Yapılacak iş:
"Find and box white paper map" içeren satırdan başlayıp "[239,138,292,169]" içeren satıra kadar (ikisi de dahil) satırları yeniden yaz. Bunu yaparken "desert shrub" ifadesini "dry bush" ile değiştir ve başka hiçbir şeye dokunma.

Kullanılacak veriler:
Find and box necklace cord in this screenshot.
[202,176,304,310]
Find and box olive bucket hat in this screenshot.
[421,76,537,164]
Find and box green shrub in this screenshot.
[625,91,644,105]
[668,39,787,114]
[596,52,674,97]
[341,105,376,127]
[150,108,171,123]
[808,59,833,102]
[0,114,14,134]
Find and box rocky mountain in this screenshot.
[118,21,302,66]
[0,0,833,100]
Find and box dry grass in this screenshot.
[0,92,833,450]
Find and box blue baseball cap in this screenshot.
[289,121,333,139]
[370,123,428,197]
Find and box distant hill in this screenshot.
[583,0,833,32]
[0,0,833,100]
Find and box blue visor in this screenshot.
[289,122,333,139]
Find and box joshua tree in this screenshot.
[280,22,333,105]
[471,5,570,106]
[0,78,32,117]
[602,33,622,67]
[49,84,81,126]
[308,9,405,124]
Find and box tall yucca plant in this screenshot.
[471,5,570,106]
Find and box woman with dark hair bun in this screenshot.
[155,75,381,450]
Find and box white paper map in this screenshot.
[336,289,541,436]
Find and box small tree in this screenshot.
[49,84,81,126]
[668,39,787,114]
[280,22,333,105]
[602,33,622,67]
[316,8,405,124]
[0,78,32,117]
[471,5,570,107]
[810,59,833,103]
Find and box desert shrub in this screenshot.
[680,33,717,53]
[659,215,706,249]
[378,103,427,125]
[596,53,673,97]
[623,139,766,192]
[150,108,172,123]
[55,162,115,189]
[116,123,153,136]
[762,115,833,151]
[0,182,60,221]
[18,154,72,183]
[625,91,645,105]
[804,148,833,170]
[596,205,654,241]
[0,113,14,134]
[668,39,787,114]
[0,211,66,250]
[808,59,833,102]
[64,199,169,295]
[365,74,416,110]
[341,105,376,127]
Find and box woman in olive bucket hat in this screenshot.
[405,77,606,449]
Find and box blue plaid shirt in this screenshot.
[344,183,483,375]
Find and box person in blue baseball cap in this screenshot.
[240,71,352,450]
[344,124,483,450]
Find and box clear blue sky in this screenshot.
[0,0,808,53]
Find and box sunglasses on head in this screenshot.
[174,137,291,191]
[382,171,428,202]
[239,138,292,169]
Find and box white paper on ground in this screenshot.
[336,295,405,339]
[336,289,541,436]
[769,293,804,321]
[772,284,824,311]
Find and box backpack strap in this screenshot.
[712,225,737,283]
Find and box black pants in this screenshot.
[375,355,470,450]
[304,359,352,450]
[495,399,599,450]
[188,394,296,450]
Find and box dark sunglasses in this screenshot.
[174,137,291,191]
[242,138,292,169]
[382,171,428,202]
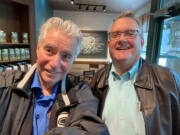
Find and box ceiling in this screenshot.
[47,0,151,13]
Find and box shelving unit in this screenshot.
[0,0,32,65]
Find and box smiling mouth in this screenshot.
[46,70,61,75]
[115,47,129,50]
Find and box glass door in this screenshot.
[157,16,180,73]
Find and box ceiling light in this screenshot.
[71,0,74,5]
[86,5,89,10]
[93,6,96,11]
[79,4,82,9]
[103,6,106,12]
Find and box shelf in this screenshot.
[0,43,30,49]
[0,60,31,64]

--

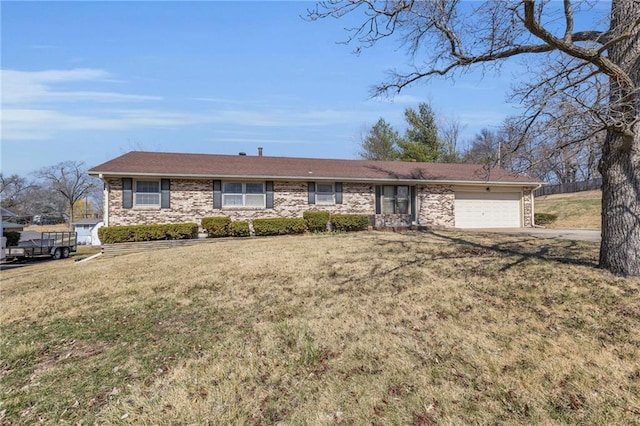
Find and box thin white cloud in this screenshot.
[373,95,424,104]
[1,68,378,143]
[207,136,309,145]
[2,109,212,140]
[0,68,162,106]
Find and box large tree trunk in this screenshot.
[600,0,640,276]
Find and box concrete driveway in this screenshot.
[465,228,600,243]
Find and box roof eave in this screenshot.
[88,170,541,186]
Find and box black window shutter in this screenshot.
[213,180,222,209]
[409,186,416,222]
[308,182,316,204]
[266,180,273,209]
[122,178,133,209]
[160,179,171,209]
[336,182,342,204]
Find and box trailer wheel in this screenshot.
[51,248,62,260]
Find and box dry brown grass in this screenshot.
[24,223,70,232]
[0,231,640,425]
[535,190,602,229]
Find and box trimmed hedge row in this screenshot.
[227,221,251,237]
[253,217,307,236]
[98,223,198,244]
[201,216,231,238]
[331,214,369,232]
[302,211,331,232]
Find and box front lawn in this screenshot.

* * *

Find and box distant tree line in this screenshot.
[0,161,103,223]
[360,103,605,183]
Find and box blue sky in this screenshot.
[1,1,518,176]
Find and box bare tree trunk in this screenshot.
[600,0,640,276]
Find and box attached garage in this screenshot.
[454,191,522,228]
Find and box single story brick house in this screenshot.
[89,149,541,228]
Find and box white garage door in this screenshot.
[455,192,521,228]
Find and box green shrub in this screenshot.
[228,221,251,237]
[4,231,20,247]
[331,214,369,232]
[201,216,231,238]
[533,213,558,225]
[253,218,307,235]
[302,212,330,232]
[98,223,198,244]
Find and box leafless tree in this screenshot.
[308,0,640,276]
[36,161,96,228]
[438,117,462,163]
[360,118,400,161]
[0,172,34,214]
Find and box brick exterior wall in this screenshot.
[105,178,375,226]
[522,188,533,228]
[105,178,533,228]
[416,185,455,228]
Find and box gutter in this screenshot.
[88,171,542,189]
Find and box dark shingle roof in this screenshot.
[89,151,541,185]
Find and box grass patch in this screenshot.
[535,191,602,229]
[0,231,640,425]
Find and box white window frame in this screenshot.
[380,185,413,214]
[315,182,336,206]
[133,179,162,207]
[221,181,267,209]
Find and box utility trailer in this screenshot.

Doğru cevap:
Find and box white paper map in this screenshot.
[336,289,541,436]
Find and box small tree in this screenshot.
[49,84,81,126]
[668,39,787,114]
[280,22,333,105]
[602,33,622,67]
[316,8,405,124]
[0,78,32,117]
[471,5,570,107]
[810,59,833,103]
Find and box dry bush in this screenshot.
[680,33,717,53]
[659,215,706,249]
[378,103,427,125]
[596,53,673,97]
[623,139,766,192]
[150,108,172,123]
[55,162,115,189]
[116,123,153,136]
[762,115,833,151]
[0,182,60,221]
[18,154,72,183]
[625,91,645,105]
[804,148,833,170]
[596,205,654,241]
[0,113,14,134]
[668,39,787,114]
[0,211,66,250]
[808,59,833,102]
[64,199,169,295]
[365,74,416,110]
[341,105,376,127]
Find and box woman in olive bucket hat in this screenshot.
[405,77,606,449]
Find and box blue plaid shirt in this screenshot.
[344,183,483,375]
Find and box person in blue baseball cap in this screenshot.
[240,71,352,450]
[344,124,483,450]
Find and box clear blue sky in this screenshot.
[0,0,808,53]
Find and box sunglasses on head in this screenshot.
[174,137,291,191]
[382,171,428,202]
[239,138,292,169]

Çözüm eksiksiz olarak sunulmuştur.